== Available records ==

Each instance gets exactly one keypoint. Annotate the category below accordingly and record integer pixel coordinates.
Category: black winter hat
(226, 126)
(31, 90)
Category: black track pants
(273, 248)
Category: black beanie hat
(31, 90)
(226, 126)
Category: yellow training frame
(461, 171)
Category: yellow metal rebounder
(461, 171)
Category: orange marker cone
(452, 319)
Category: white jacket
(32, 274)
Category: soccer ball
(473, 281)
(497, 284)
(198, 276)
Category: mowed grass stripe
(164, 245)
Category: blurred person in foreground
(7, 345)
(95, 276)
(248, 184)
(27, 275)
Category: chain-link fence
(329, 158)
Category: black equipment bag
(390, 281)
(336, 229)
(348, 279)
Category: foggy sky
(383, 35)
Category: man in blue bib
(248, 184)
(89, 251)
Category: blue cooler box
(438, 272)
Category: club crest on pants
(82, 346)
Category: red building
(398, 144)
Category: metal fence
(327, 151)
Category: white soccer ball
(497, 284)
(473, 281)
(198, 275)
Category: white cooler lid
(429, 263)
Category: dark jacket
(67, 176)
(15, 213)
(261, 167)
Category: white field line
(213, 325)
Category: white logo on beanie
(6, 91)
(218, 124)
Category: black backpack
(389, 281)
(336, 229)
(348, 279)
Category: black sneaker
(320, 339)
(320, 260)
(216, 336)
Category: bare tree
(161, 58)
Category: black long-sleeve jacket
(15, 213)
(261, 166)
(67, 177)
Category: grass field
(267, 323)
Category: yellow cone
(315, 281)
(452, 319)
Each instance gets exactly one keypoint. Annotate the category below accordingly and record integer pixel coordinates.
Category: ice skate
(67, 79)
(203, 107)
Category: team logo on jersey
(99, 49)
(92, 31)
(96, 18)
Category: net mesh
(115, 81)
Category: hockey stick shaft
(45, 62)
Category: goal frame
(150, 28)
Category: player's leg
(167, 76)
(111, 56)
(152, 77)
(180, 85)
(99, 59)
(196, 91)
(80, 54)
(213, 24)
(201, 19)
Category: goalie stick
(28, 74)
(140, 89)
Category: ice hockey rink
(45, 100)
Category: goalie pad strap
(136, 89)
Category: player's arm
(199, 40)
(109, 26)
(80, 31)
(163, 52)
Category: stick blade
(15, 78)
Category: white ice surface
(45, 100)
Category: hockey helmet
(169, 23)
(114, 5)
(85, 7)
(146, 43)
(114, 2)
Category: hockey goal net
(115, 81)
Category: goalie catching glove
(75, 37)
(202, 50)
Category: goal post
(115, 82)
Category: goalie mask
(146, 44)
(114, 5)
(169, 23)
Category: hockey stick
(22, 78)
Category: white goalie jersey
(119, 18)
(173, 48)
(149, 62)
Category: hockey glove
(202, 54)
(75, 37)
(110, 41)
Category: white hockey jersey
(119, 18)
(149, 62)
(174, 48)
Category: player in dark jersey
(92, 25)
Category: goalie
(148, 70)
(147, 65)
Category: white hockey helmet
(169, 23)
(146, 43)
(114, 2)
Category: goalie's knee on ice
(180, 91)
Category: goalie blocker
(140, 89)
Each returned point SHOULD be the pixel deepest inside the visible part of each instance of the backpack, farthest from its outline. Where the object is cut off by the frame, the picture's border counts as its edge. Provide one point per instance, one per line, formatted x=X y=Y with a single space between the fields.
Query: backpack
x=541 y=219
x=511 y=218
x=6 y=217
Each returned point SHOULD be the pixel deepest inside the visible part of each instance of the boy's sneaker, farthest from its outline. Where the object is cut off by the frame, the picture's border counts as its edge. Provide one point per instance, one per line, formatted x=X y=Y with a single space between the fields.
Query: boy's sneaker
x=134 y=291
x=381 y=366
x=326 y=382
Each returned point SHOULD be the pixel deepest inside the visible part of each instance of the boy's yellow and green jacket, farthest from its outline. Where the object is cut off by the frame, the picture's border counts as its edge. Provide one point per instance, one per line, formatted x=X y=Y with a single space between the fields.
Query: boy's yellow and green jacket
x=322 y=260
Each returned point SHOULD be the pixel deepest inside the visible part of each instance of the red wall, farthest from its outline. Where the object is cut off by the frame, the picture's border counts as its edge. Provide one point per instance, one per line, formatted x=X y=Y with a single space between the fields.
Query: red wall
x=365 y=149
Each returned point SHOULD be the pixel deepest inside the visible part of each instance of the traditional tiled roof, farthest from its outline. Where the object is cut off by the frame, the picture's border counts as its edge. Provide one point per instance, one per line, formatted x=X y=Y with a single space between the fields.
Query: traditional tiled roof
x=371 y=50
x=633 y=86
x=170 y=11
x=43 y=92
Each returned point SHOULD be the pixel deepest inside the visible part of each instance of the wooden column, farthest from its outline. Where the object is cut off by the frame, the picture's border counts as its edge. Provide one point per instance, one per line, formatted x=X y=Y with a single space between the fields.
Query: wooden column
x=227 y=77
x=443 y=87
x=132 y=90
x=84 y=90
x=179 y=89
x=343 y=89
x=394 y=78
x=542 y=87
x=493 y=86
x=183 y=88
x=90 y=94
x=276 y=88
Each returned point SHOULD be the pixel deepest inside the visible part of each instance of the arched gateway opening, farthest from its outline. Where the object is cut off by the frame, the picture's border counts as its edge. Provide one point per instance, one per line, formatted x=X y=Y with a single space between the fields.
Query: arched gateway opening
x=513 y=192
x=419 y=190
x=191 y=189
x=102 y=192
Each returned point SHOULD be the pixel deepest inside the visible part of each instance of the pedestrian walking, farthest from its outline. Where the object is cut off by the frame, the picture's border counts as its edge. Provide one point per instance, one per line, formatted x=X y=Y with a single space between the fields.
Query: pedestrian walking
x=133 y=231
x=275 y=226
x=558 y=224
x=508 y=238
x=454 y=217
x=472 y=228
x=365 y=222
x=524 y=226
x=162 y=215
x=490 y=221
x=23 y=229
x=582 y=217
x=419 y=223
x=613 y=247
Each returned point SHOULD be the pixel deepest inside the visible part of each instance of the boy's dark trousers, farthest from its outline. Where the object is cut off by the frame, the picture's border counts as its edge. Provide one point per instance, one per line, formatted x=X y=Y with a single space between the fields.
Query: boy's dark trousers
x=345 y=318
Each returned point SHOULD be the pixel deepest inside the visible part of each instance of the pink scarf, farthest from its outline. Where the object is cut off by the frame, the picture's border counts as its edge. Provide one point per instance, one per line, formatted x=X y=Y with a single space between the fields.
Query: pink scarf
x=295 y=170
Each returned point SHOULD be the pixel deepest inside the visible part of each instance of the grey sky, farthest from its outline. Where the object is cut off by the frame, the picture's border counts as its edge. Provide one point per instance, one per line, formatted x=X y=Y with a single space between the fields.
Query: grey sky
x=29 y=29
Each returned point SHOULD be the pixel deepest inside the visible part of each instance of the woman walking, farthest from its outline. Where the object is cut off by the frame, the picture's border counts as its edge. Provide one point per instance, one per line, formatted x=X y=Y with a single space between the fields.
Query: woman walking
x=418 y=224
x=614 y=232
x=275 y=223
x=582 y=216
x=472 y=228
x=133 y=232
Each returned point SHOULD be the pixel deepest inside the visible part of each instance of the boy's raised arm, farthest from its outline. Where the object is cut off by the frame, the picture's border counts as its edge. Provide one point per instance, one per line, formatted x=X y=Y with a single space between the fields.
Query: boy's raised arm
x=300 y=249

===

• Work instructions: All entries above should be duplicated exactly, none omitted.

• The answer:
Each instance gets exactly one keypoint. Annotate the category below accordingly and record integer pixel coordinates.
Category: black winter hat
(226, 126)
(31, 90)
Category: black track pants
(273, 248)
Category: black beanie hat
(31, 90)
(226, 126)
Category: yellow training frame
(461, 171)
Category: yellow metal rebounder
(461, 171)
Category: orange marker cone
(452, 319)
Category: white jacket
(32, 274)
Category: soccer ball
(473, 281)
(497, 284)
(198, 276)
Category: mowed grass stripe
(164, 245)
Category: blurred person in foreground
(7, 345)
(95, 276)
(248, 184)
(27, 275)
Category: chain-link fence
(329, 158)
Category: black equipment bag
(390, 281)
(336, 229)
(348, 279)
Category: foggy sky
(383, 35)
Category: man in blue bib
(248, 184)
(89, 251)
Category: blue cooler box
(438, 272)
Category: club crest on pants
(82, 346)
Category: red building
(398, 144)
Category: metal fence
(327, 151)
Category: white soccer ball
(497, 284)
(473, 281)
(198, 275)
Category: white cooler lid
(429, 263)
Category: dark jacket
(67, 176)
(15, 213)
(261, 167)
Category: white field line
(213, 325)
Category: white logo on beanie
(6, 91)
(218, 124)
Category: black backpack
(389, 281)
(336, 229)
(348, 279)
Category: black sneaker
(320, 339)
(320, 260)
(216, 336)
Category: bare tree
(161, 58)
Category: black long-sleeve jacket
(15, 213)
(261, 166)
(67, 177)
Category: grass field
(267, 323)
Category: yellow cone
(315, 281)
(452, 319)
Each instance gets exactly one keypoint. Annotate the category below accordingly and record integer pixel coordinates.
Category: ice skate
(67, 79)
(203, 107)
Category: team logo on jersey
(99, 49)
(92, 31)
(96, 18)
Category: net mesh
(115, 81)
Category: hockey stick shaft
(45, 62)
Category: goal frame
(150, 28)
Category: player's leg
(167, 76)
(111, 56)
(152, 77)
(180, 85)
(99, 59)
(196, 91)
(80, 54)
(213, 24)
(201, 19)
Category: goalie stick
(28, 74)
(140, 89)
Category: ice hockey rink
(45, 100)
Category: goalie pad strap
(136, 89)
Category: player's arm
(199, 40)
(109, 26)
(80, 31)
(163, 52)
Category: stick blade
(15, 78)
Category: white ice surface
(45, 100)
Category: hockey helmet
(169, 23)
(114, 5)
(85, 7)
(146, 43)
(114, 2)
Category: hockey goal net
(115, 81)
Category: goalie catching glove
(75, 37)
(202, 50)
Category: goal post
(115, 82)
Category: goalie mask
(146, 44)
(114, 5)
(169, 23)
Category: hockey stick
(22, 78)
Category: white goalie jersey
(119, 18)
(173, 48)
(149, 62)
Category: hockey glove
(202, 54)
(75, 37)
(110, 41)
Category: white hockey jersey
(119, 18)
(149, 62)
(174, 48)
Category: player in dark jersey
(92, 25)
Category: goalie
(148, 70)
(147, 65)
Category: white hockey helmet
(169, 23)
(146, 43)
(114, 2)
Category: goalie's knee on ice
(180, 91)
Category: goalie blocker
(140, 89)
Each returned point SHOULD be the pixel deepest inside the visible part of each instance of the backpack, farthest from its outline. Where the object is cut off by the frame, the picture's border counts as its edge. Provide one point per instance, one per line, formatted x=X y=Y with a single space between the fields.
Query: backpack
x=541 y=219
x=511 y=218
x=6 y=217
Each returned point SHOULD be the pixel deepest inside the visible part of each instance of the boy's sneaker, farthest from its outline. Where the object is cut off by the frame, the picture's border counts as its edge. Provide one point per instance, one per line, formatted x=X y=Y with a single space between the fields.
Query: boy's sneaker
x=134 y=291
x=381 y=366
x=326 y=382
Each returned point SHOULD be the pixel deepest inside the visible part of each instance of the boy's yellow and green jacket, farthest from its outline. Where the object is cut off by the frame, the picture's border counts as its edge. Provide one point per instance, one per line, formatted x=X y=Y with a single space between the fields.
Query: boy's yellow and green jacket
x=322 y=260
Each returned point SHOULD be the pixel deepest inside the visible part of each instance of the red wall, farthest from its outline. Where the object is cut off by the frame, the picture's border counts as its edge. Provide one point per instance, one per line, formatted x=X y=Y with a single space between the fields.
Query: red wall
x=365 y=149
Each returned point SHOULD be the pixel deepest inside the visible part of each instance of the traditional tiled roof, farthest from its outline. Where the object is cut off by the frame, the picture's border counts as its edge. Provide one point per instance, one per line, formatted x=X y=Y with a single space between the fields.
Query: traditional tiled roof
x=371 y=50
x=633 y=86
x=170 y=11
x=43 y=92
Each returned point SHOULD be the pixel deepest inside the visible part of each instance of the wooden column, farthest from its outline. Where the object is cut off by the frame, the picture's border counts as its edge. Provide one point per instance, one per line, formatted x=X y=Y with a single space between the fields.
Query: wooden column
x=227 y=77
x=443 y=87
x=132 y=90
x=84 y=90
x=179 y=89
x=343 y=89
x=394 y=78
x=542 y=87
x=493 y=86
x=183 y=88
x=90 y=94
x=276 y=88
Each returned point SHOULD be the pixel deepest inside the visible part of each instance of the arched gateway opening, farthest from its outline. Where the object is cut off by the frame, the picture's border counts as its edge. Provide one point per instance, one per line, formatted x=X y=Y with a single space between the fields.
Query: arched gateway opening
x=513 y=192
x=419 y=190
x=191 y=189
x=102 y=192
Each returned point SHOULD be the pixel deepest inside the visible part of each instance of the pedestrian walking, farthest from its outline. Where the object is cut off by the frame, the picture's border counts as its edge. Provide one point per instance, one per line, formatted x=X y=Y with a single space between the fields.
Query: pedestrian walking
x=133 y=231
x=275 y=226
x=558 y=224
x=508 y=238
x=454 y=217
x=472 y=228
x=365 y=222
x=524 y=226
x=162 y=215
x=490 y=221
x=23 y=229
x=582 y=217
x=419 y=223
x=613 y=247
Each returned point SHOULD be the pixel deepest inside the visible part of each instance of the boy's dark trousers, farthest from its outline. Where the object is cut off by the frame, the picture's border counts as its edge. Provide one point per instance, one per line, formatted x=X y=Y with a single space between the fields.
Query: boy's dark trousers
x=345 y=318
Each returned point SHOULD be the pixel deepest inside the visible part of each instance of the pink scarf, farthest from its outline. Where the object is cut off by the frame, the picture's border counts as its edge. Provide one point per instance, one per line, formatted x=X y=Y with a single space between the fields.
Query: pink scarf
x=295 y=170
Each returned point SHOULD be the pixel deepest inside the visible part of each instance of the grey sky, farthest from its outline. Where the object is cut off by the frame, the picture's border counts as its edge. Provide one point per instance, one per line, formatted x=X y=Y with a single space between the fields.
Query: grey sky
x=29 y=29
Each returned point SHOULD be the pixel deepest inside the visible part of each instance of the woman walking, farthest from its outline. Where the object is cut off by the frame, the picture's border counts as its edge. Provide one point per instance, one per line, formatted x=X y=Y with a single space between the fields.
Query: woman walking
x=418 y=224
x=614 y=232
x=275 y=223
x=582 y=216
x=472 y=228
x=133 y=232
Each returned point SHOULD be the pixel deepest inside the visible part of each instance of the boy's raised arm, farthest from its outline. Where the object is cut off by the frame, the picture's border counts as its edge. Provide one point per instance, one per line, formatted x=X y=Y with a single space between the fields.
Query: boy's raised arm
x=300 y=249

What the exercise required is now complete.